_TEXTO DE LEITURA_.
O estado das universidades brasileiras
Por Maurizio Ferrante (*)
Depoimento de um experiente leitor de quadros de avisos
Uma
fonte de informações interessantes do estado atual da academia é
representada pelos quadros de avisos de universidades. Entre anúncios tipo -
aluga-se vaga em república feminina, vendem-se bicicleta com 12 marchas,
geladeira semi-nova e um Gol 1998 em bom estado - aparecem chamadas
vagamente relacionadas com estudo e carreira; por exemplo, avisos de
palestras e cursos.
Um tema que vem aparecendo mais e mais nos quadros de aviso, mas também em
jornais e revistas que de vez em quando se ocupam de educação e afins, é o
empreendedorismo. Assim mesmo: com dois ‘és’. Todos nós sabemos do que se
trata: uma atitude independente e corajosa, que pressupõe espírito de
iniciativa, destemor ao risco e, por fim, conhecimento técnico, atitudes
“manageriais” e um bocado de ambição.

_DADOS REGISTRADOS_.

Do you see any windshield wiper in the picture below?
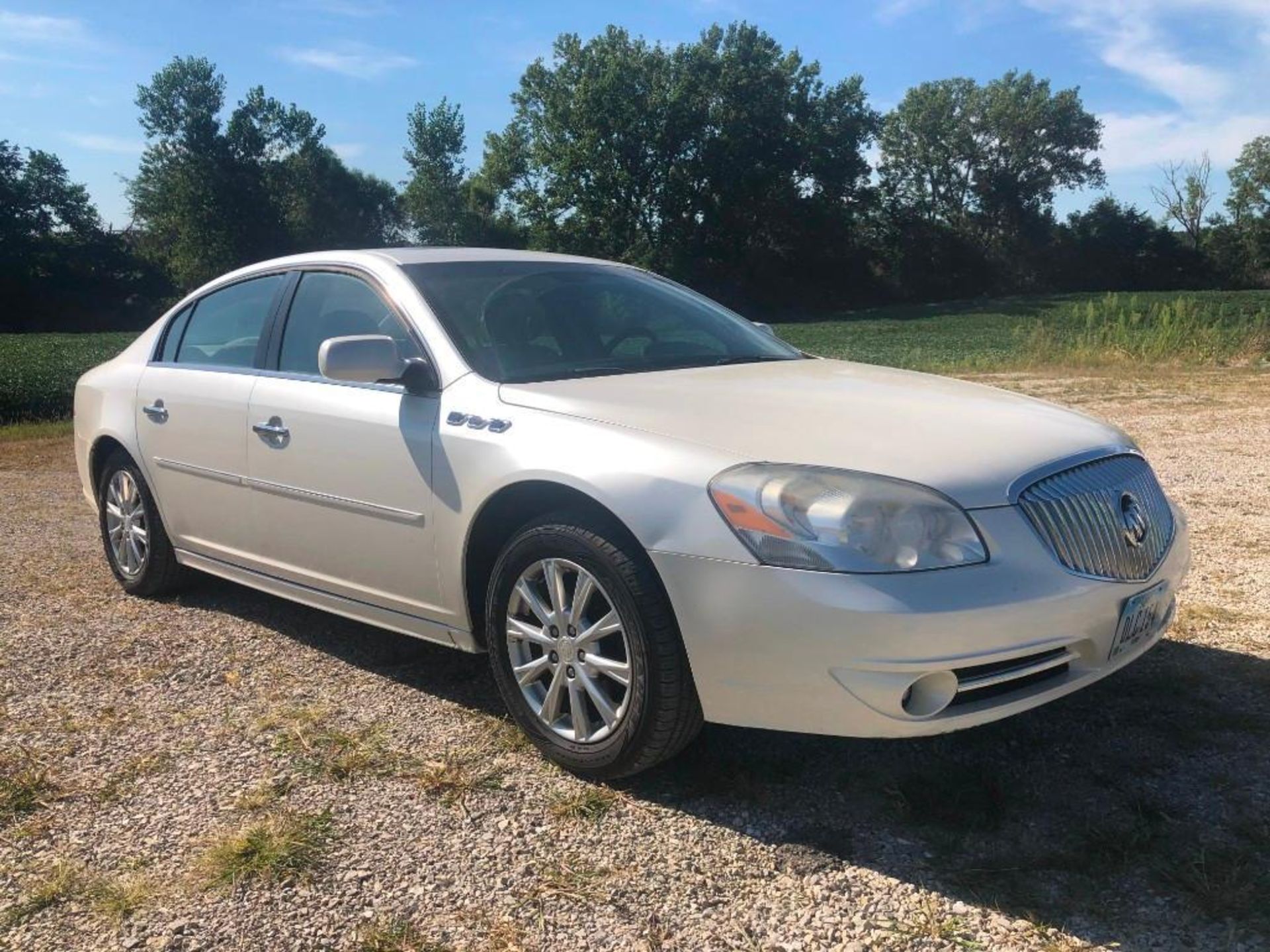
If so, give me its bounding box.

---

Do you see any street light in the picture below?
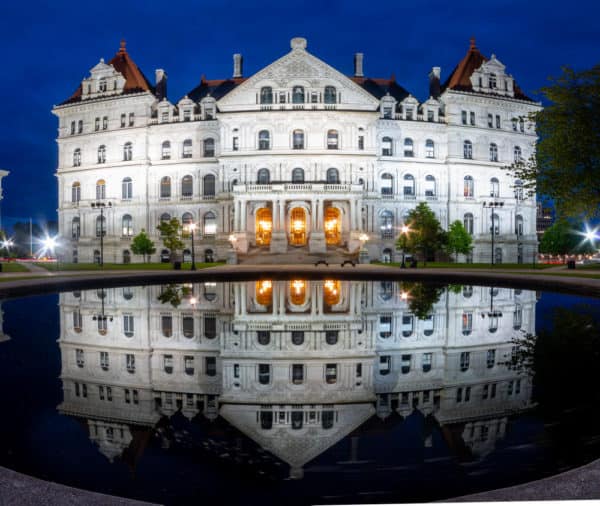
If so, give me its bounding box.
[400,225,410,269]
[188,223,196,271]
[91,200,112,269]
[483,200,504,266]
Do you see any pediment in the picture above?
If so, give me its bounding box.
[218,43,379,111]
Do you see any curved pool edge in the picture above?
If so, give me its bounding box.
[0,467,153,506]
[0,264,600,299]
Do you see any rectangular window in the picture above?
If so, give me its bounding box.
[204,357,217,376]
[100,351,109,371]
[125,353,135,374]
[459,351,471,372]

* * *

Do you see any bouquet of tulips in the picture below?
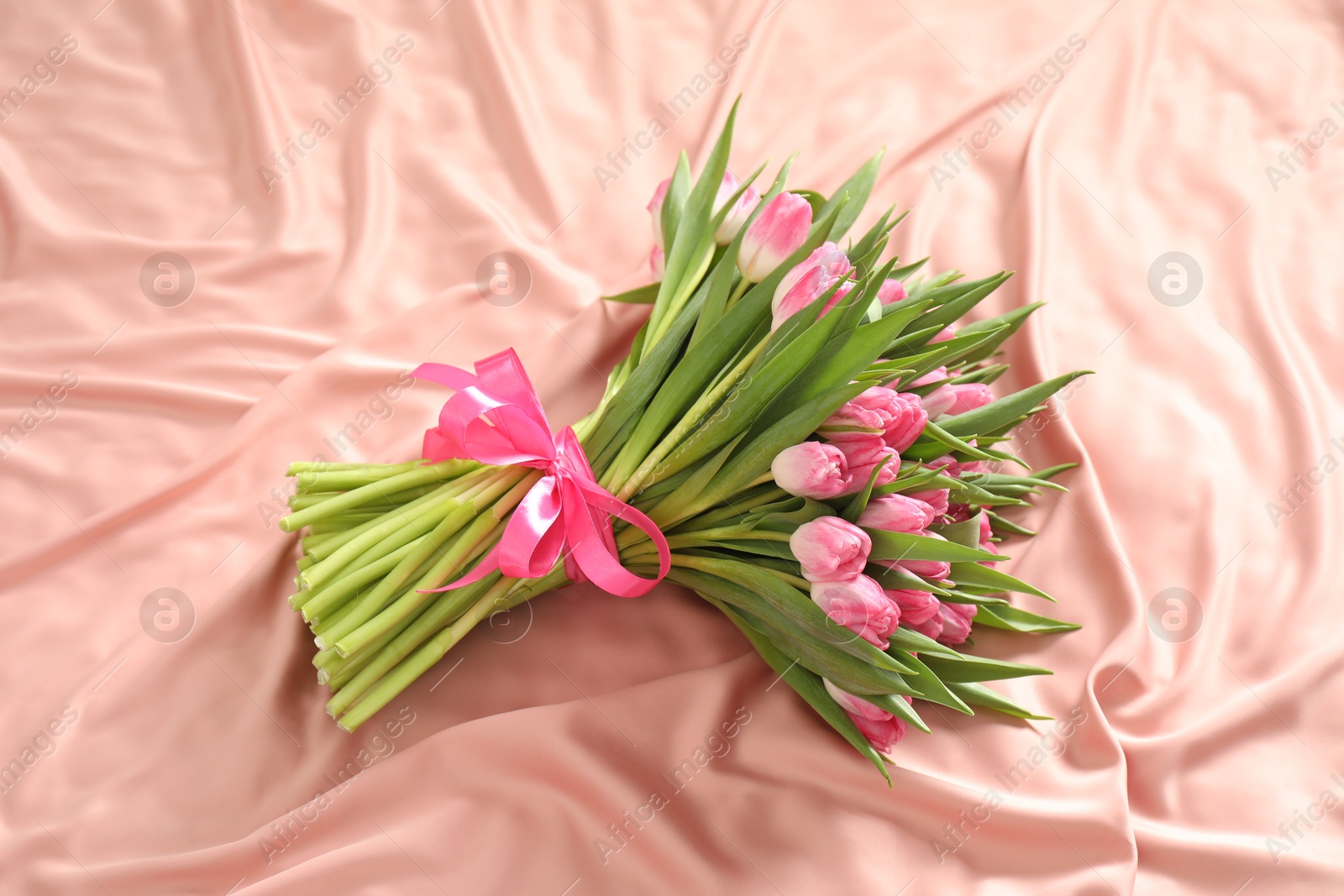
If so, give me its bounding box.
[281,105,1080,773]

_O QUE FAZER_.
Responda, com base no texto sobre as universidades brasileiras:
(a) Que fonte de informações sobre o estado atual da academia o autor aponta?
(b) Que carro aparece anunciado à venda nos quadros?
(c) Que tema vem aparecendo cada vez mais nos quadros de aviso?

_RESPOSTA_.
(a) Os quadros de avisos de universidades.
(b) Um Gol 1998 em bom estado.
(c) O empreendedorismo.